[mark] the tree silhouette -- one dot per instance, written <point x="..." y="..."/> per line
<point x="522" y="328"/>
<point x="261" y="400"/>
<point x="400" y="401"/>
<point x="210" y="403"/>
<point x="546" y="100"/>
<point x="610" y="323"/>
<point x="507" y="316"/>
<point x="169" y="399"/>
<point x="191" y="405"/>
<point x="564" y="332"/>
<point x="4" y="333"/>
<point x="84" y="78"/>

****

**Given instruction**
Put every line of the material above into a numbered list, leaving out any blank lines.

**Answer in full**
1. [mark] the tree silhouette -- one dot per instance, written <point x="..." y="..."/> per line
2. <point x="522" y="328"/>
3. <point x="261" y="400"/>
4. <point x="400" y="401"/>
5. <point x="210" y="403"/>
6. <point x="546" y="100"/>
7. <point x="610" y="323"/>
8. <point x="507" y="316"/>
9. <point x="169" y="399"/>
10. <point x="191" y="405"/>
11. <point x="564" y="332"/>
12. <point x="4" y="333"/>
13. <point x="84" y="78"/>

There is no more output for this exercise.